**Page text:**
‘Superhero Day’ video scores big for Dayton Children’s Hospital

Shot on a $15 budget, the video racked up tens of thousands of views and reactions by showcasing staff members and young patients alike as costumed crimefighters.

The everyday heroes at Dayton Children’s Hospital became superheroes for a day—and the camera caught it all.

A video costing $15—above staff salaries and already-purchased equipment—caught employees’ exploits, as well as the faces of delighted young patients, and it racked up tens of thousands of online views.

The kids got in on the costume fun, too, dressing up in Batman masks and Wonder Woman tiaras.

“Our kids are extra-special, because they are able to stay strong in the face of any illness that they can overcome, and they can always put a smile on our faces,” Kisandra Sanders, RN, says in the video.

Even the youngest patients get in on the fun. The video shows a sleeping baby, pacifier in mouth, with a purple cape and mask. Another lies in bed adorned with a Superman cape.

Low cost, high reward

The video was shot, directed and edited by in-house videographer Anthony Sileo. The only cost was $15 for the stirring, heroic music flowing throughout. Sileo spent about three hours shooting the video and roughly two workdays editing it.

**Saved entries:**
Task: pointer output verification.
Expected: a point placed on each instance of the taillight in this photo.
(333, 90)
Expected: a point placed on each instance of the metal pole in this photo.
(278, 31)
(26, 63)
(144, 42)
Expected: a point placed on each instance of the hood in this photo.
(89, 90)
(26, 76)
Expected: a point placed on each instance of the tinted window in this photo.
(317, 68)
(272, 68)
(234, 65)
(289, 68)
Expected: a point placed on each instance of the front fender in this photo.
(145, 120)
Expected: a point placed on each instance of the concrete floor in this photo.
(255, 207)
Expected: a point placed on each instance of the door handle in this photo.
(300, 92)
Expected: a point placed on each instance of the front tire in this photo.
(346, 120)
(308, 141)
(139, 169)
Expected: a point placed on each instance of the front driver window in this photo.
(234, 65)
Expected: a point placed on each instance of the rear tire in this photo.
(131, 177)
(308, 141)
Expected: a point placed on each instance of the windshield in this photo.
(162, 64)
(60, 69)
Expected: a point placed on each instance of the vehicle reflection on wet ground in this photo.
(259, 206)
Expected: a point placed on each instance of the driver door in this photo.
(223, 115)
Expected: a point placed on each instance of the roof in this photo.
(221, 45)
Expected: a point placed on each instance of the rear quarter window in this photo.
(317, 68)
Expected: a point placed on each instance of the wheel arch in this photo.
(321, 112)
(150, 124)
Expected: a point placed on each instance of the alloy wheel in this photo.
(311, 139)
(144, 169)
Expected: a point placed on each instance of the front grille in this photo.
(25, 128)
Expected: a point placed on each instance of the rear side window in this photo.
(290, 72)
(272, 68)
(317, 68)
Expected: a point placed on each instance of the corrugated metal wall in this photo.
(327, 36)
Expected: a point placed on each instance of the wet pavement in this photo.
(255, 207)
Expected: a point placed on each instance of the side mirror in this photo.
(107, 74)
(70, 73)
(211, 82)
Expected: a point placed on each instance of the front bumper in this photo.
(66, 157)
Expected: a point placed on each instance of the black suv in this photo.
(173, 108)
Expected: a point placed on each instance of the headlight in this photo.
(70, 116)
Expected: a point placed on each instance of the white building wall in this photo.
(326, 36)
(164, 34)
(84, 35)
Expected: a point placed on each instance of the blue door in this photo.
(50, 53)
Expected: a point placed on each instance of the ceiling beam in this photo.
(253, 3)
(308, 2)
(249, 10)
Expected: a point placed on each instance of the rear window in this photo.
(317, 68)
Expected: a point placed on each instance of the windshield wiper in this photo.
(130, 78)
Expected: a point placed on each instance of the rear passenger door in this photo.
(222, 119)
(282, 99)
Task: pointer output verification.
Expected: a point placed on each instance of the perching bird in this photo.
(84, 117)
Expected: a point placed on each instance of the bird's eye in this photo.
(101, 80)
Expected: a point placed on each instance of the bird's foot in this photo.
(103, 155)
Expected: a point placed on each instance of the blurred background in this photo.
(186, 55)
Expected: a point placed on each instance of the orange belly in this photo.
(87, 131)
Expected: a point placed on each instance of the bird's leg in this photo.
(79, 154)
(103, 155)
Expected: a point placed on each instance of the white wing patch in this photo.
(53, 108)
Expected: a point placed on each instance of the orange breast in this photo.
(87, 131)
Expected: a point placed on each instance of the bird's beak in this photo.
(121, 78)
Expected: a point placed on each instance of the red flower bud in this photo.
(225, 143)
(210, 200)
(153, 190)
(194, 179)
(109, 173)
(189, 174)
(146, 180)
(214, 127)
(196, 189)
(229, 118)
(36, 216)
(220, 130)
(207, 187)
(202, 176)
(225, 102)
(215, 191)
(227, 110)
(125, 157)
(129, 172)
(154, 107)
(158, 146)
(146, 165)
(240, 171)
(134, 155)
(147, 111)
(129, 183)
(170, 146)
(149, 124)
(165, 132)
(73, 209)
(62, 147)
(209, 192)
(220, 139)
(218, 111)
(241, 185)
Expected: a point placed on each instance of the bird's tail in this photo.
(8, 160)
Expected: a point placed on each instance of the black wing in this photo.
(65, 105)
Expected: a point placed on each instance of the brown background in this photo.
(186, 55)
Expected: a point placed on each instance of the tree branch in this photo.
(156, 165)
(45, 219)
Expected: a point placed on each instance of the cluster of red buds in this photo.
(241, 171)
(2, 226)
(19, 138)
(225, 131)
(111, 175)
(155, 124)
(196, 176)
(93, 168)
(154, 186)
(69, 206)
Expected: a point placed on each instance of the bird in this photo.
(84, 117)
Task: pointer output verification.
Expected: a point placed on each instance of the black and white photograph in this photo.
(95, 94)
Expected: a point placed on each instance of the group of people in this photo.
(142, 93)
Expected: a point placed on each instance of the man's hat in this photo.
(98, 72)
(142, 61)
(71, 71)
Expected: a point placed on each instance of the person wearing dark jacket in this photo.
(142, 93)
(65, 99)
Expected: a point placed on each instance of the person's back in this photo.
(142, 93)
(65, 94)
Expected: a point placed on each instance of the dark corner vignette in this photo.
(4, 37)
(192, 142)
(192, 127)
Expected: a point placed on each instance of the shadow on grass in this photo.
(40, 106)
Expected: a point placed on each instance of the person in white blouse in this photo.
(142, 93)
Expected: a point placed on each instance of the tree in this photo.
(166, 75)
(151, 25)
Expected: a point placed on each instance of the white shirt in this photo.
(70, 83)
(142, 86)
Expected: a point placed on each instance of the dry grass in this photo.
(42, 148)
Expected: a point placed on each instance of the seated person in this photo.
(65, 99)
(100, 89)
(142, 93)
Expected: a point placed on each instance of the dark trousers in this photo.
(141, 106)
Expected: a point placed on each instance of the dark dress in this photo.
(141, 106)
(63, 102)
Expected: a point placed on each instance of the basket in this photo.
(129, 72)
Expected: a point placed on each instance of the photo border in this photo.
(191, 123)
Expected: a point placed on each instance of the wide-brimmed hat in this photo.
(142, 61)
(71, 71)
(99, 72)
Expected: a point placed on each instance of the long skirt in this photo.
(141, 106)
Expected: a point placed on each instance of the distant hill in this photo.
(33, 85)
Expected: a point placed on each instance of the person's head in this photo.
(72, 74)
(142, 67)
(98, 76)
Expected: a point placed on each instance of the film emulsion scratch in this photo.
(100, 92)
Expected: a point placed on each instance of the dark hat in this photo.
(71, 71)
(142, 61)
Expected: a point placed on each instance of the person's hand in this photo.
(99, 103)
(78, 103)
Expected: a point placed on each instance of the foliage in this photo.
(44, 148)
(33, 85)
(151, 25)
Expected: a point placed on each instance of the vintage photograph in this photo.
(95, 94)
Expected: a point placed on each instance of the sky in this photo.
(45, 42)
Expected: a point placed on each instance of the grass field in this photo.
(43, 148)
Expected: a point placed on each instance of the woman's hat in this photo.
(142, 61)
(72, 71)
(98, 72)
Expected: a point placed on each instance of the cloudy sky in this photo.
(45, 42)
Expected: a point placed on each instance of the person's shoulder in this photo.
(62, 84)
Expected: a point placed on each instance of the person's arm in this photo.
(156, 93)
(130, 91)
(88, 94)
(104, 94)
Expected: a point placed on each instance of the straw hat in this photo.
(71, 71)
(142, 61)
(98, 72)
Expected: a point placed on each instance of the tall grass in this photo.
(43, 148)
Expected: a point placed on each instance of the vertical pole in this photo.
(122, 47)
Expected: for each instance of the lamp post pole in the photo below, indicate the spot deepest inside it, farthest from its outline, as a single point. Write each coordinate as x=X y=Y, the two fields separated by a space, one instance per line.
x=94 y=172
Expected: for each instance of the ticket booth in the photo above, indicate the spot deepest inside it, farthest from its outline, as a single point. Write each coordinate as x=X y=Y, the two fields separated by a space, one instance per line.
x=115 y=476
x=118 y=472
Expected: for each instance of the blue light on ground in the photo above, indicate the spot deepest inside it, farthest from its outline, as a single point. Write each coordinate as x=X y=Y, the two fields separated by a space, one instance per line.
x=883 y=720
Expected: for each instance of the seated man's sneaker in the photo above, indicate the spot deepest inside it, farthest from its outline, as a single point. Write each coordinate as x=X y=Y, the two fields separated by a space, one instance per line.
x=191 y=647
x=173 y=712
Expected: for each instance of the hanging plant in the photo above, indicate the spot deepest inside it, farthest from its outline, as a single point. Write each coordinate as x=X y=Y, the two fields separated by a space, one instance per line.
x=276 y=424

**Task instructions:**
1 > In the Superhero Day video article, copy the passage from "The video was" to "workdays editing it." word for word.
2 > According to the Superhero Day video article, how long did Anthony Sileo spend shooting the video?

**Responses per task:**
1 >
The video was shot, directed and edited by in-house videographer Anthony Sileo. The only cost was $15 for the stirring, heroic music flowing throughout. Sileo spent about three hours shooting the video and roughly two workdays editing it.

2 > About three hours.